# [EXERCISE GOAL]
Take the data below and extract the lines from the one with "one marker per instance, written like [610,152]" to the one with "one marker per instance, written like [116,182]", inclusive, exactly as written.

"""

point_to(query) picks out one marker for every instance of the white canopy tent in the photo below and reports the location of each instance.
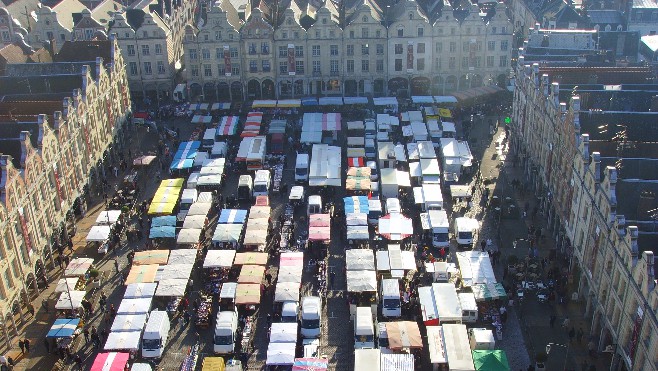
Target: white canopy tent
(219, 259)
(359, 259)
(361, 281)
(135, 306)
(140, 290)
(172, 287)
(98, 233)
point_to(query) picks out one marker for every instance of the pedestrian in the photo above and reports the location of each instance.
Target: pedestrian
(579, 335)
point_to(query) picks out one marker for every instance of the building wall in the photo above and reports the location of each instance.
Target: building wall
(617, 281)
(436, 77)
(36, 198)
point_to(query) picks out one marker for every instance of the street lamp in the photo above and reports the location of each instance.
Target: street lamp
(566, 357)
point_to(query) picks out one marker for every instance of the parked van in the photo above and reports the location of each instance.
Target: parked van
(226, 328)
(289, 311)
(262, 182)
(156, 334)
(364, 329)
(391, 303)
(301, 167)
(311, 313)
(440, 228)
(465, 229)
(245, 188)
(208, 139)
(469, 307)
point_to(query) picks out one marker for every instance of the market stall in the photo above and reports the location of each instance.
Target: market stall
(140, 290)
(110, 362)
(135, 306)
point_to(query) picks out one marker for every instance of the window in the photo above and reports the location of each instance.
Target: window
(333, 67)
(132, 66)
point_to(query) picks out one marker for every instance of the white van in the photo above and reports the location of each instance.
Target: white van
(311, 313)
(262, 182)
(364, 329)
(469, 307)
(226, 328)
(440, 228)
(465, 229)
(391, 303)
(208, 139)
(156, 334)
(301, 167)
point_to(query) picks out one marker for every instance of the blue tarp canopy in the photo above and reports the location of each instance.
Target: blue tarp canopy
(356, 204)
(166, 231)
(232, 216)
(182, 164)
(63, 328)
(309, 101)
(161, 221)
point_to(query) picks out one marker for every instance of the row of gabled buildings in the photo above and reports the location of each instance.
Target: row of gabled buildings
(584, 127)
(58, 120)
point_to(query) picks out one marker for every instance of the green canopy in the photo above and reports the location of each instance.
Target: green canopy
(490, 360)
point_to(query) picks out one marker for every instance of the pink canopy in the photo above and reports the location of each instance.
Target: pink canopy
(112, 361)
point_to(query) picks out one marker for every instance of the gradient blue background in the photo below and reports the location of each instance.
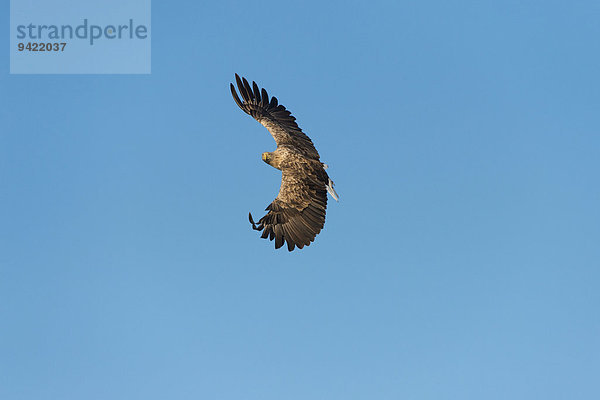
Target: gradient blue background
(462, 261)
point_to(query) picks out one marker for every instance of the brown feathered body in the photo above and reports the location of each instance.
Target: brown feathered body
(297, 214)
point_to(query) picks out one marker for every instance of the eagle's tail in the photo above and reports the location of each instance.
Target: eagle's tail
(331, 190)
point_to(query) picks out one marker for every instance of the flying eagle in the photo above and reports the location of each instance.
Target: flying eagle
(297, 214)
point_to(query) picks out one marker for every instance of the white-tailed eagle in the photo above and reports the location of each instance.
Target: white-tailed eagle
(297, 214)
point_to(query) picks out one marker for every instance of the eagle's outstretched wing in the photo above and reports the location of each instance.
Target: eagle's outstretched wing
(273, 116)
(297, 214)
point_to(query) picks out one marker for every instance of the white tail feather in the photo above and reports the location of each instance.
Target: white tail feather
(331, 190)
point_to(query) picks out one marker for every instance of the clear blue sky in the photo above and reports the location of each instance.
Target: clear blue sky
(462, 262)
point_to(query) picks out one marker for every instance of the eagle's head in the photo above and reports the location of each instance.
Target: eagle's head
(267, 157)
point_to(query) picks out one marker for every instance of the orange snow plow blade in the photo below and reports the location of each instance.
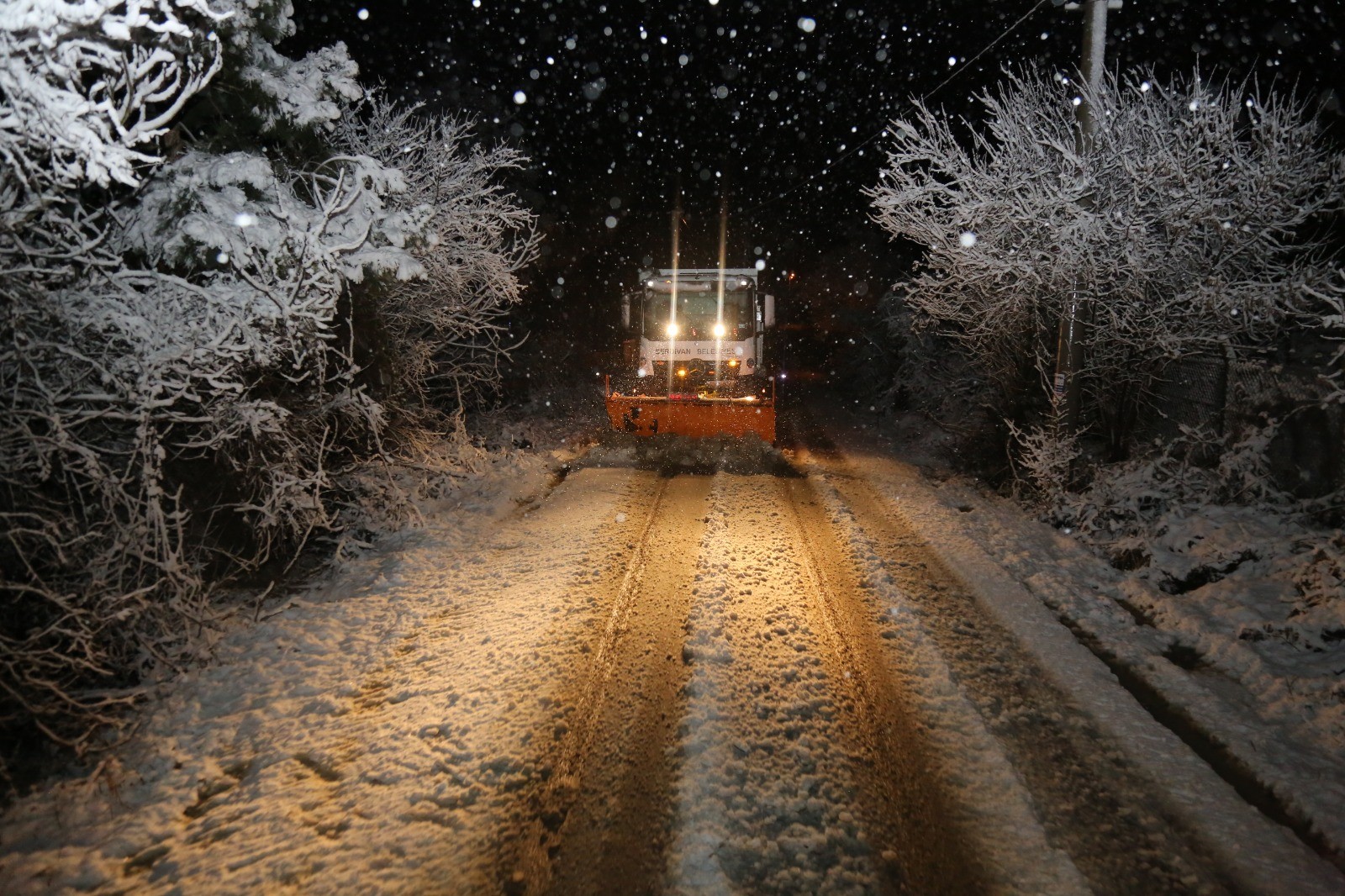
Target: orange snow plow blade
(693, 416)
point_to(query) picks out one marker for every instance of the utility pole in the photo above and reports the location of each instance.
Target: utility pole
(1069, 345)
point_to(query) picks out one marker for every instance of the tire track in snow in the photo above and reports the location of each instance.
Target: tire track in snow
(896, 677)
(780, 790)
(600, 824)
(1091, 804)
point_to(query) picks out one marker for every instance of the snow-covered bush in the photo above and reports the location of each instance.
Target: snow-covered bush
(447, 331)
(179, 393)
(1044, 459)
(1205, 509)
(1189, 224)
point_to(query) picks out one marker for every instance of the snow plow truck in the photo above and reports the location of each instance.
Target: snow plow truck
(696, 356)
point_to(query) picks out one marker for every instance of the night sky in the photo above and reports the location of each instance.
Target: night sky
(620, 104)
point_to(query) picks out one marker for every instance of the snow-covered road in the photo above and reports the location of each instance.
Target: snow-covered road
(793, 677)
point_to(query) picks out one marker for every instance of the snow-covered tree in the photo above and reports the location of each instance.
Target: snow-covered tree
(447, 331)
(1190, 224)
(178, 382)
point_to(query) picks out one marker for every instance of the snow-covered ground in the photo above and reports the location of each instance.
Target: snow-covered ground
(1268, 710)
(390, 727)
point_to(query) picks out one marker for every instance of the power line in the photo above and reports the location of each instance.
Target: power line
(925, 98)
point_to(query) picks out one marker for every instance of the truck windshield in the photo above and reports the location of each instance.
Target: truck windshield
(697, 313)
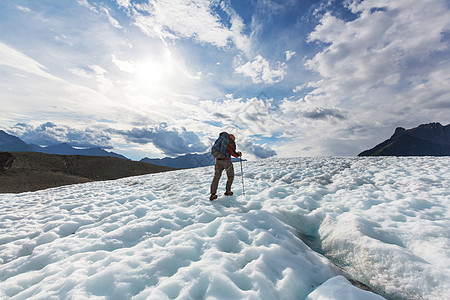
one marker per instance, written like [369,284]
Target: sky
[163,78]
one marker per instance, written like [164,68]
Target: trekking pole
[242,175]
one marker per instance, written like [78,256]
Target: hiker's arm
[232,151]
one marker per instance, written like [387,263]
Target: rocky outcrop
[31,171]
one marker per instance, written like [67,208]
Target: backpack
[219,149]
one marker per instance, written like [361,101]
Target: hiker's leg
[230,175]
[218,169]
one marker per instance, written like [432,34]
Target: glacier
[306,228]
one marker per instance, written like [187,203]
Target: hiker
[223,149]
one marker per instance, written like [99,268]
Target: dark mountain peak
[399,131]
[12,143]
[431,139]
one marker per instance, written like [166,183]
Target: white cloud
[15,59]
[260,70]
[386,68]
[23,8]
[169,19]
[111,20]
[49,134]
[289,55]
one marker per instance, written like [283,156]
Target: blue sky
[164,78]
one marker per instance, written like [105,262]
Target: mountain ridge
[432,139]
[32,171]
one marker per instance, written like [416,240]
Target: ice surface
[384,220]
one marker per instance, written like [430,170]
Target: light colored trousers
[218,169]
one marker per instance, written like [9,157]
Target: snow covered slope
[384,220]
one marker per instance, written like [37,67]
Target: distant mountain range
[12,143]
[31,171]
[185,161]
[425,140]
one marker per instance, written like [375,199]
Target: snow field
[385,220]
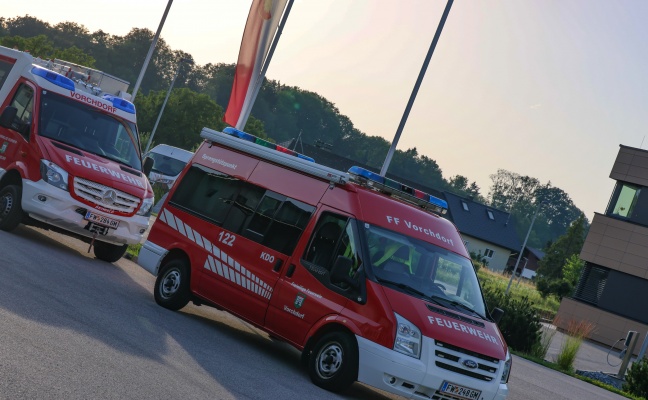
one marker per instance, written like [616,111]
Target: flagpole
[150,53]
[390,153]
[245,113]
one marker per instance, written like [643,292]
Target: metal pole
[164,104]
[523,247]
[245,114]
[150,53]
[390,153]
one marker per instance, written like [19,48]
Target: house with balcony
[612,292]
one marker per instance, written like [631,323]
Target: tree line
[280,113]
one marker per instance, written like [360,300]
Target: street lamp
[182,60]
[523,247]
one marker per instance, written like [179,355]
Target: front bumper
[56,207]
[412,378]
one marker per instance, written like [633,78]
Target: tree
[185,114]
[566,246]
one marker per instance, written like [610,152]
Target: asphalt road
[73,327]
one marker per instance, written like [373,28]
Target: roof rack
[374,181]
[250,144]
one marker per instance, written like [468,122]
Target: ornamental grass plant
[576,332]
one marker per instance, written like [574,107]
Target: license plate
[460,391]
[102,220]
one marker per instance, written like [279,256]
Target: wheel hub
[170,284]
[330,361]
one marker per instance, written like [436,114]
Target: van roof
[175,152]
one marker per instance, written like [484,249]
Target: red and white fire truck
[357,271]
[70,157]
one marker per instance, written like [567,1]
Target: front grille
[451,358]
[102,196]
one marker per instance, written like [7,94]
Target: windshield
[422,269]
[89,129]
[166,165]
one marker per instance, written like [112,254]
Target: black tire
[10,208]
[109,252]
[171,289]
[333,362]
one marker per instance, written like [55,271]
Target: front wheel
[172,285]
[10,209]
[109,252]
[333,363]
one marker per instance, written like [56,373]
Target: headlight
[145,209]
[507,368]
[408,338]
[54,175]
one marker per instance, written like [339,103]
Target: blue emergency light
[251,138]
[397,189]
[53,77]
[120,103]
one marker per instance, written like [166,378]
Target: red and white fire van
[357,271]
[70,157]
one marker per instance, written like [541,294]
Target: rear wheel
[333,362]
[10,209]
[172,285]
[109,252]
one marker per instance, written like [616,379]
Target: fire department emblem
[109,197]
[299,300]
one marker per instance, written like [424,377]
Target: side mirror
[8,116]
[340,272]
[497,315]
[148,165]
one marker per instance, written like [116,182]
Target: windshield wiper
[410,290]
[456,304]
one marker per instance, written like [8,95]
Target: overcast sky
[544,88]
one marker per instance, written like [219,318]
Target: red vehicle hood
[79,163]
[449,325]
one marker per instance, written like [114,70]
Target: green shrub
[520,324]
[637,379]
[576,332]
[540,348]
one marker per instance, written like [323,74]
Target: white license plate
[102,220]
[460,391]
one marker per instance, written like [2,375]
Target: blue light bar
[367,174]
[396,189]
[57,79]
[251,138]
[120,103]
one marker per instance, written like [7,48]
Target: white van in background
[169,161]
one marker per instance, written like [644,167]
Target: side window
[334,236]
[266,217]
[24,103]
[5,68]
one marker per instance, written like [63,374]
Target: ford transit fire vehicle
[70,158]
[357,271]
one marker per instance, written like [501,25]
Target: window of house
[624,203]
[266,217]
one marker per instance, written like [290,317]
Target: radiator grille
[105,196]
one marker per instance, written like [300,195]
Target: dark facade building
[612,292]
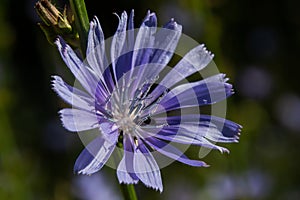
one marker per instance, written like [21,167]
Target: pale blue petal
[228,128]
[187,134]
[71,95]
[204,92]
[195,60]
[118,42]
[77,67]
[95,53]
[94,156]
[172,152]
[146,168]
[125,171]
[78,120]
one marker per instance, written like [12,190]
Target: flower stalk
[55,23]
[81,22]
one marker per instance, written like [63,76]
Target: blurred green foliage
[261,37]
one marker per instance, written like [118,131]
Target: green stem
[81,22]
[128,191]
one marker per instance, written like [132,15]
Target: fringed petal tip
[173,25]
[204,51]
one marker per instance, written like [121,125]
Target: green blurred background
[256,44]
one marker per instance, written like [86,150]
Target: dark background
[256,44]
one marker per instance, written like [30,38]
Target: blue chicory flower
[129,103]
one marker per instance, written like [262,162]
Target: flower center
[126,122]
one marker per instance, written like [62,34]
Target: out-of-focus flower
[133,108]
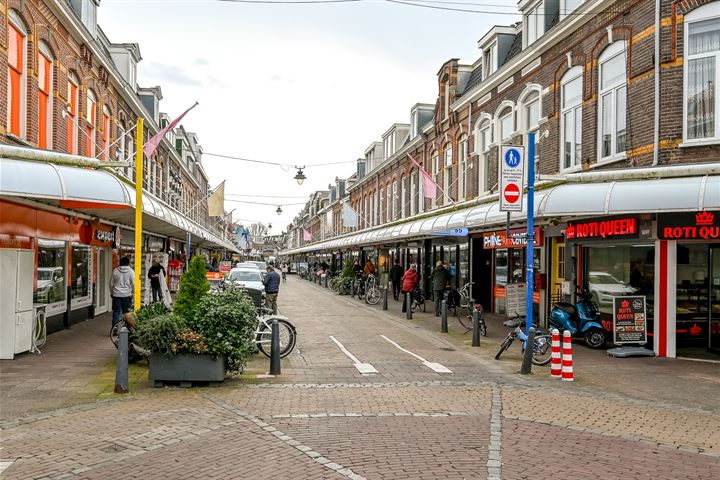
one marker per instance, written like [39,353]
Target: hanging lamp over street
[300,177]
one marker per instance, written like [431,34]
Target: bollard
[476,327]
[275,348]
[527,358]
[443,316]
[567,372]
[408,305]
[121,374]
[556,365]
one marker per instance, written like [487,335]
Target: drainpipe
[656,137]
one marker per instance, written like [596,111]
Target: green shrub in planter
[193,285]
[226,321]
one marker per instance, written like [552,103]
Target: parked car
[50,285]
[603,287]
[246,277]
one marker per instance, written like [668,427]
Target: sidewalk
[664,380]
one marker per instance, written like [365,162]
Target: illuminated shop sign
[517,238]
[689,226]
[605,228]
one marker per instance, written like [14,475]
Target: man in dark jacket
[272,287]
[154,276]
[440,278]
[396,273]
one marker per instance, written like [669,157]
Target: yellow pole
[138,210]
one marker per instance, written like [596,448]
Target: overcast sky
[299,84]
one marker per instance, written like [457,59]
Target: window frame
[698,15]
[16,23]
[611,52]
[576,109]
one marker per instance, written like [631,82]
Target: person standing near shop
[122,288]
[154,276]
[272,287]
[409,283]
[440,278]
[396,274]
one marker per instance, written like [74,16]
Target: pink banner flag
[152,144]
[429,186]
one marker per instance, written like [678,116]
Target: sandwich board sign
[512,175]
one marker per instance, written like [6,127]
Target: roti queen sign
[512,174]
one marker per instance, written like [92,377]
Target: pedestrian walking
[409,283]
[122,288]
[396,274]
[440,278]
[154,276]
[272,287]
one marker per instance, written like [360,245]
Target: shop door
[714,336]
[103,281]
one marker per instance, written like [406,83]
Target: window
[462,168]
[45,76]
[612,101]
[571,118]
[506,122]
[106,133]
[90,117]
[17,99]
[484,142]
[72,112]
[702,72]
[535,23]
[447,174]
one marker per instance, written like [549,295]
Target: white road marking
[436,367]
[364,368]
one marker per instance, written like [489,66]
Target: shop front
[688,258]
[507,259]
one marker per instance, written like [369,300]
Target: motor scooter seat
[568,308]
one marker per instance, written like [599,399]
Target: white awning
[101,194]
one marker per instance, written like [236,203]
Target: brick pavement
[323,419]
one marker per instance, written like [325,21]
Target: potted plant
[209,334]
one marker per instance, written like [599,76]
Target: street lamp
[300,177]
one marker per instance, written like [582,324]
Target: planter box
[186,368]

"""

# [RESULT FOR THIS TASK]
one marker per instance, written like [610,152]
Target: asphalt road
[73,327]
one marker per instance, written like [373,28]
Target: roof rack
[374,181]
[250,144]
one marker per instance, written like [468,122]
Target: ornamental grass plant
[576,332]
one marker per instance, written like [574,107]
Target: license plate
[460,391]
[102,220]
one marker per instance, written like [279,256]
Target: wheel hub
[170,284]
[330,361]
one marker per instance, written like [436,114]
Target: van roof
[175,152]
one marker per instance, written like [484,249]
Target: red and white fire truck
[357,271]
[70,157]
one marker per instance, written like [567,1]
Target: front grille
[451,358]
[102,196]
one marker per instance, written like [7,94]
Target: windshield
[422,269]
[89,129]
[166,165]
one marker per instance, written like [112,254]
Target: black tire
[10,208]
[109,252]
[171,289]
[333,362]
one marker per instance, written like [55,271]
Target: front wheel
[172,285]
[10,209]
[109,252]
[333,363]
one marker per instance, written like [56,373]
Target: headlight
[145,209]
[507,368]
[408,338]
[54,175]
one marker per instance, written like [339,103]
Target: blue emergency light
[251,138]
[397,189]
[53,77]
[120,103]
one marker per instance, written like [166,378]
Target: red and white fire van
[357,271]
[70,157]
one marker per instance, written like [541,294]
Target: rear wheel
[333,362]
[10,209]
[172,285]
[109,252]
one marker per instance, written like [616,379]
Target: fire department emblem
[109,197]
[299,300]
one marker per instance, written like [424,377]
Target: side mirror
[8,116]
[340,272]
[497,315]
[148,165]
one marker per instance, written like [116,182]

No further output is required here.